SOURCE DOCUMENT:
RIVERSIDE, Calif. - Riverside County health officials on Monday reported 6,741 newly diagnosed coronavirus cases and 13 virus-related deaths since Friday, as the number of available licensed intensive care unit beds countywide dwindled to zero.
"The number of ICU beds has reached capacity, however, the hospitals themselves have the ability through their surge plans to convert other equipment and beds into ICU beds," said Riverside University Health System spokesman Jose Arballo.
Arballo said there are currently no plans to open up the county's two federal medical facilities in Riverside and Indio, although he said the equipment remains stored at the sites if needed.
"We are confident that the hospitals have the ability when they get to this point to be able to add more capability to their facilities," he said.
The ICU figure includes both COVID and non-COVID patients.
Shane Reichardt, the Senior Public Information Specialist for the County of Riverside Emergency Management Department, said hospitals are implementing their "surge plans."
"[With the surge plans] They do things like canceling elective surgeries, and moving patients to more appropriate beds if they were in the ICU and their condition improved," said Reichardt.
Reichardt said the biggest concern in the county is staffing.

Stored dataset items:
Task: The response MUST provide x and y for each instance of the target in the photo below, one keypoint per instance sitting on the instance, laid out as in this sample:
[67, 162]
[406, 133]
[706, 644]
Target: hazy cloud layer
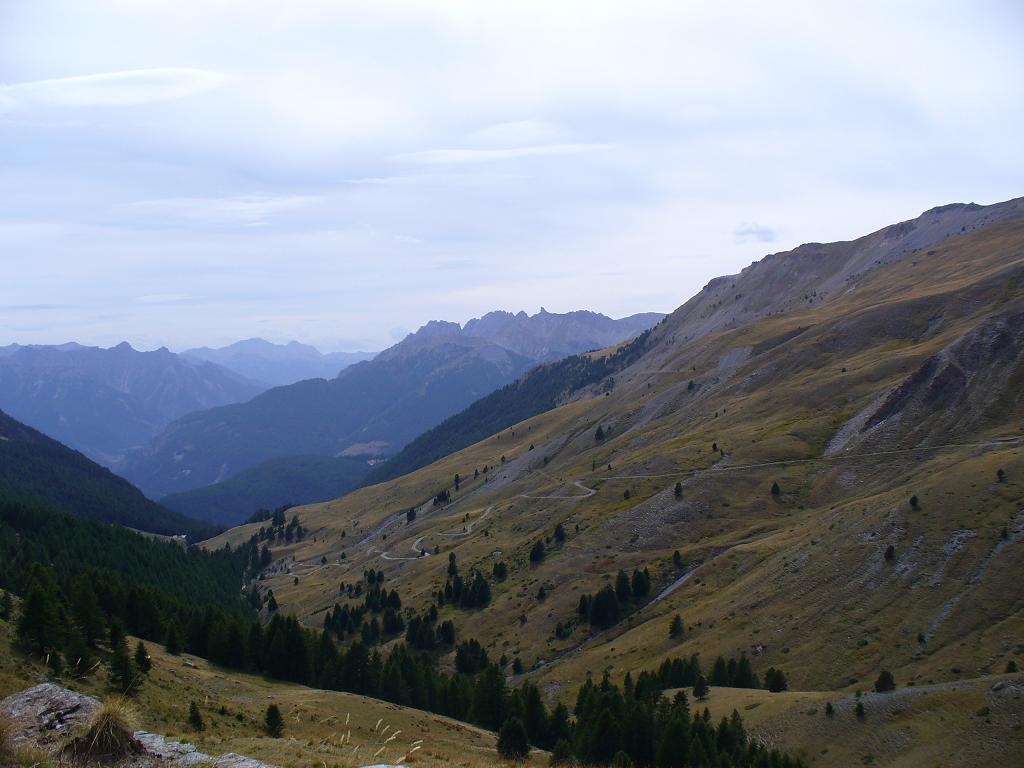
[189, 173]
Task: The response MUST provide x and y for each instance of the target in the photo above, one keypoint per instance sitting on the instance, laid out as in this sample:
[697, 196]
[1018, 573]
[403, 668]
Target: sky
[197, 172]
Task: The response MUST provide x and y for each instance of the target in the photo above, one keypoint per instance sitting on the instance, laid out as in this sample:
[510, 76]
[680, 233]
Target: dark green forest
[540, 389]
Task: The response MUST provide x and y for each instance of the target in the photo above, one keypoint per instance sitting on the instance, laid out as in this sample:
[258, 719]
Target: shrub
[513, 743]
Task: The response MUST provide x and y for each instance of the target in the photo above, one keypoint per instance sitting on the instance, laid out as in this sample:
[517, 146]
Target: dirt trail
[1000, 441]
[415, 547]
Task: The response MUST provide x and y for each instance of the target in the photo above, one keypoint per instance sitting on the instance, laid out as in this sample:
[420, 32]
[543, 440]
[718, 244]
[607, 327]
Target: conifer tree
[196, 718]
[40, 625]
[775, 680]
[604, 607]
[885, 683]
[142, 660]
[122, 671]
[672, 751]
[623, 589]
[513, 743]
[78, 654]
[173, 642]
[538, 552]
[85, 609]
[700, 688]
[560, 534]
[273, 723]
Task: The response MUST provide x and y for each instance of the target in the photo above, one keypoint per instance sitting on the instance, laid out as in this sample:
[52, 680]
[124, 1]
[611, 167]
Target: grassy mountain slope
[294, 479]
[35, 466]
[903, 381]
[316, 722]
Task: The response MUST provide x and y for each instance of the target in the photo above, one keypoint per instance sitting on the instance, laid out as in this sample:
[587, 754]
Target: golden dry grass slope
[329, 728]
[854, 375]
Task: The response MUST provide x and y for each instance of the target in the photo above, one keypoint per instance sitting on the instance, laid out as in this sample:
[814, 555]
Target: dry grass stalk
[110, 734]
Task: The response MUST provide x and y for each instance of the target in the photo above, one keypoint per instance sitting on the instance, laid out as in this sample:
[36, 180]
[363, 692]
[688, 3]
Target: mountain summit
[374, 407]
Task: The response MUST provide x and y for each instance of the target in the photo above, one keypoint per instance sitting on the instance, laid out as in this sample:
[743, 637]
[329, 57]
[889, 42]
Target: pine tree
[40, 625]
[775, 680]
[700, 688]
[78, 653]
[672, 750]
[173, 642]
[142, 660]
[122, 672]
[196, 718]
[604, 607]
[273, 723]
[885, 683]
[560, 534]
[623, 589]
[537, 553]
[513, 743]
[85, 609]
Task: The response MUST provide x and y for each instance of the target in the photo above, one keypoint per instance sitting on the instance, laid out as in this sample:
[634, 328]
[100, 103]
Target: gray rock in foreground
[44, 715]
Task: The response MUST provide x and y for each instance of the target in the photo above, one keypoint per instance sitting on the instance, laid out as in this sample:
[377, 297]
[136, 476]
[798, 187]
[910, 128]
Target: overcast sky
[195, 172]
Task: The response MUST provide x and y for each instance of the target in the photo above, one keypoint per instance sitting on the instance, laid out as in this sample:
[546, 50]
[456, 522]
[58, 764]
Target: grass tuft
[110, 734]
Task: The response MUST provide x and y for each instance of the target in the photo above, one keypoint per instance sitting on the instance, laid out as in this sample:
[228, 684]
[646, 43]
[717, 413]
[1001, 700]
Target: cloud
[242, 209]
[517, 133]
[110, 89]
[754, 231]
[460, 157]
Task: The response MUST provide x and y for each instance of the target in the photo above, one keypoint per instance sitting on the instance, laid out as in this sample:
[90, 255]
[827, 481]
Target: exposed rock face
[973, 384]
[44, 715]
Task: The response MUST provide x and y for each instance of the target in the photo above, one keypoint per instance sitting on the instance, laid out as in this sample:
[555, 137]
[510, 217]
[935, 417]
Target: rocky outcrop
[46, 715]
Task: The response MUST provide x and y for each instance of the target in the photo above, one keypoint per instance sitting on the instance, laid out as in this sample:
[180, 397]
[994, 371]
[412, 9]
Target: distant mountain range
[374, 407]
[104, 401]
[36, 467]
[276, 365]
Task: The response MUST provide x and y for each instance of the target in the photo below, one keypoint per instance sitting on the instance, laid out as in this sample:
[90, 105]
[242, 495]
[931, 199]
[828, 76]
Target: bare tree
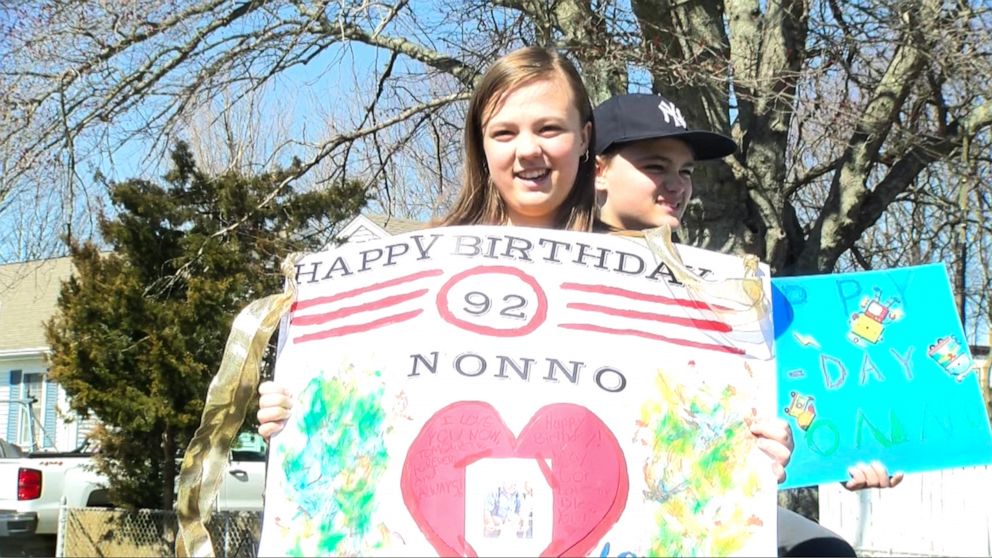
[863, 125]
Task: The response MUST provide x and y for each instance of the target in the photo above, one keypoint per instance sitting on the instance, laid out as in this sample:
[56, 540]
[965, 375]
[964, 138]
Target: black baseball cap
[635, 116]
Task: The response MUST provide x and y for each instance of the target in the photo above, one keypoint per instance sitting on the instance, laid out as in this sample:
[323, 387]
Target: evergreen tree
[141, 329]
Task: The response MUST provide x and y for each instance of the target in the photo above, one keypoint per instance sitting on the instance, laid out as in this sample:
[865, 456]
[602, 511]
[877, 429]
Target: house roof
[29, 293]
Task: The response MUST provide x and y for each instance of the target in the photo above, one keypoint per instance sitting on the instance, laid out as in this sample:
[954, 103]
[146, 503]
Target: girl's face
[645, 184]
[533, 139]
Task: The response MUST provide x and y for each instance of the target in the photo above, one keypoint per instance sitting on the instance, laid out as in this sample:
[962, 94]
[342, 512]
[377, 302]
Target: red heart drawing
[588, 472]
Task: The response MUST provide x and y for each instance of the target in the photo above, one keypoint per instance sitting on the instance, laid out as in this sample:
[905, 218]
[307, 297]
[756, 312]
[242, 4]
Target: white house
[34, 411]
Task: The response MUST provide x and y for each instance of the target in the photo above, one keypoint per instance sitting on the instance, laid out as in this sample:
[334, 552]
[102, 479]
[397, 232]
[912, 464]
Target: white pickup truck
[33, 486]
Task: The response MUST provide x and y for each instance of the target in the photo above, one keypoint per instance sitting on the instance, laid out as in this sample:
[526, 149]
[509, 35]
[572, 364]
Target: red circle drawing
[539, 315]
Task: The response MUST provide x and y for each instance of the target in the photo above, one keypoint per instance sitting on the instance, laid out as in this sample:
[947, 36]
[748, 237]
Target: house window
[32, 392]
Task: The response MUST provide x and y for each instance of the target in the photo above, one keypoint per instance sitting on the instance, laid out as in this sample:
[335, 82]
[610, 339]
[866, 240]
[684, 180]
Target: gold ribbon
[234, 386]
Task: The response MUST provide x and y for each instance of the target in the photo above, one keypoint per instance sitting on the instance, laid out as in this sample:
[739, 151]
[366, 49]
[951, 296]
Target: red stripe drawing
[676, 321]
[364, 313]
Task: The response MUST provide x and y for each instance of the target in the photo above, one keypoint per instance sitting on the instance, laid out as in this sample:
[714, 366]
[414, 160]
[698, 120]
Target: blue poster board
[875, 366]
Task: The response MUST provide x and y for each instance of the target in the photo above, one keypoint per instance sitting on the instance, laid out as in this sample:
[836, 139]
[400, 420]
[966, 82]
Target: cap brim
[705, 145]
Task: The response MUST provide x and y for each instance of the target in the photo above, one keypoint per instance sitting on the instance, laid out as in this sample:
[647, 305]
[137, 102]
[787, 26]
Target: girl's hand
[274, 406]
[775, 439]
[871, 475]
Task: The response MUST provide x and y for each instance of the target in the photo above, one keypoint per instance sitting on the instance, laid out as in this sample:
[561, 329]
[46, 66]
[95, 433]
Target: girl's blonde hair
[479, 203]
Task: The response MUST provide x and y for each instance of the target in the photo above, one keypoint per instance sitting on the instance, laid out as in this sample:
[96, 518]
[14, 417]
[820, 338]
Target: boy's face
[645, 184]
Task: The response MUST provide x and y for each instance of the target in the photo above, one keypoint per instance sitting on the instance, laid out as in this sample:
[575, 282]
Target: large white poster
[510, 391]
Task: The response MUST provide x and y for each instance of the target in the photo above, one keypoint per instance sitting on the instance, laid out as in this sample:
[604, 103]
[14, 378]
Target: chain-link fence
[101, 532]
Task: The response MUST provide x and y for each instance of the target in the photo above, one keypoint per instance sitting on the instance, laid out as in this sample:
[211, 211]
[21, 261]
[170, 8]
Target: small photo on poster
[508, 505]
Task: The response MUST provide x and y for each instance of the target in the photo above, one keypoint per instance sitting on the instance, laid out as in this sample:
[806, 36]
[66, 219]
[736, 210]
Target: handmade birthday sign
[511, 391]
[875, 366]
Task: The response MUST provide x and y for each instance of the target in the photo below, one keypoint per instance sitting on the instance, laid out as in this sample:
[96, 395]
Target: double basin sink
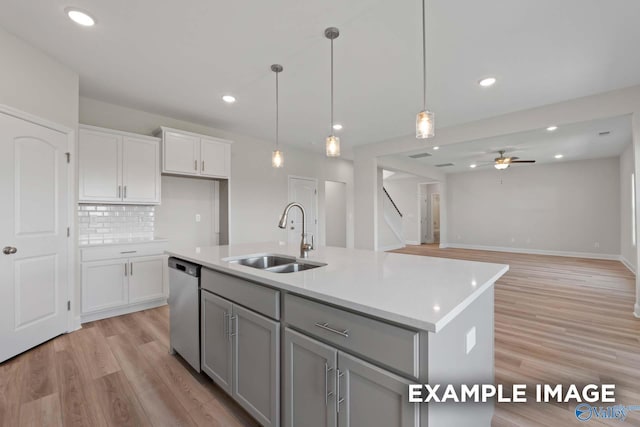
[275, 263]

YOUR INSTRUCTIONS:
In the news report on Riverside County's ICU beds, what does Reichardt name as the county's biggest concern?

RESPONSE TO THE TASK:
Staffing.